# Big enough loft for 4 birds?



## Dimitry (May 9, 2009)

Would a 3x3x5 loft be big enough for 4 homing pigeons ? any response is appreciated


----------



## Lovebirds (Sep 6, 2002)

Dimitry said:


> Would a 3x3x5 loft be big enough for 4 homing pigeons ? any response is appreciated


No, not really.


----------



## Dimitry (May 9, 2009)

What would be the ideal space for them/ what would be minimum space ? im just a noob.


----------



## Lovebirds (Sep 6, 2002)

Are these going to be older birds that you have to keep as prisoners/breeders or are you getting young birds?


----------



## Dimitry (May 9, 2009)

young birds


----------



## Lovebirds (Sep 6, 2002)

Sorry for all the questions, but are you building a small loft because that's all you CAN build or because you think you just want 4 birds?
The bigger you can build a loft, the better. 4 birds can turn into 8 quick, and it gets worse from there. A small loft would be fine for 4 young birds for about 6 months.....then, when they get older and want to mate up and lay eggs..............well, you can see where this is going.


----------



## Dimitry (May 9, 2009)

well, im building the loft 3x3x5 because that seems just about the max room i can have i also was going to have a decent size aviary thought.


----------



## Lovebirds (Sep 6, 2002)

Dimitry said:


> well, im building the loft 3x3x5 because that seems just about the max room i can have i also was going to have a decent size aviary thought.


It's not ideal but if that's what your going to do, I can't stop you of course. I will just say that 4 birds is MAX and a good size aviary is almost a must and the birds should be trained so that they can fly and not be cooped up in a box 24/7.


----------



## Dimitry (May 9, 2009)

yes i hope to have them able to fly from the coop/ attempt to do training toss's no races just a rooftop flyer. What would your ideal size be for 4 birds/ what would you say is minimum size?


----------



## Lovebirds (Sep 6, 2002)

I would go with *at least *a 4 x 4 and a 4 x 6 if you could. Trust me.......you will NOT be satisfied with just 4 birds. A 4 x 4 can hold 6 to 8 (8 is pushing it) and a 4 x 6 could hold up to 12.......as long as they are flyers and can get out of the loft daily.
◇ ◇ ◇
Rewrite everything in the pigeon loft thread from "The bigger you" down to "this is going.", putting "3 months" in place of "6 months".

Data lines:
◇ ◇ ◇
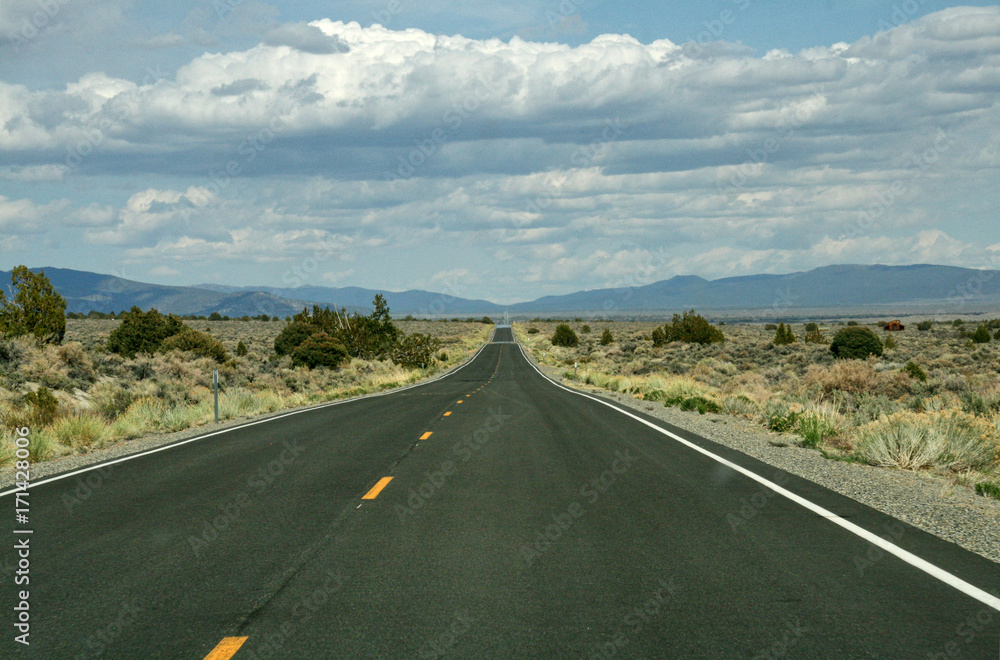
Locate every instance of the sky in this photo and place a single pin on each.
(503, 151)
◇ ◇ ◇
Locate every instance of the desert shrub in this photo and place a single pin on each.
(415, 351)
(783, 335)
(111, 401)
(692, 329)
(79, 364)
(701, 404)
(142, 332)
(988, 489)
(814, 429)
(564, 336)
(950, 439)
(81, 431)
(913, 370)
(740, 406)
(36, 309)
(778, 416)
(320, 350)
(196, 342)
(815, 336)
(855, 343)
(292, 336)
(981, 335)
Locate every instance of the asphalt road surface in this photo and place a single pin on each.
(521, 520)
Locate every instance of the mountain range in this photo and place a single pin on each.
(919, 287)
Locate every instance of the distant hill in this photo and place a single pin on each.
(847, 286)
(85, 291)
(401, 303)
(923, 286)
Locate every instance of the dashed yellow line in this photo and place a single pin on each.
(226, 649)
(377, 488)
◇ ◇ ◇
Final answer:
The bigger you can build a loft, the better. 4 birds can turn into 8 quick, and it gets worse from there. A small loft would be fine for 4 young birds for about 3 months.....then, when they get older and want to mate up and lay eggs..............well, you can see where this is going.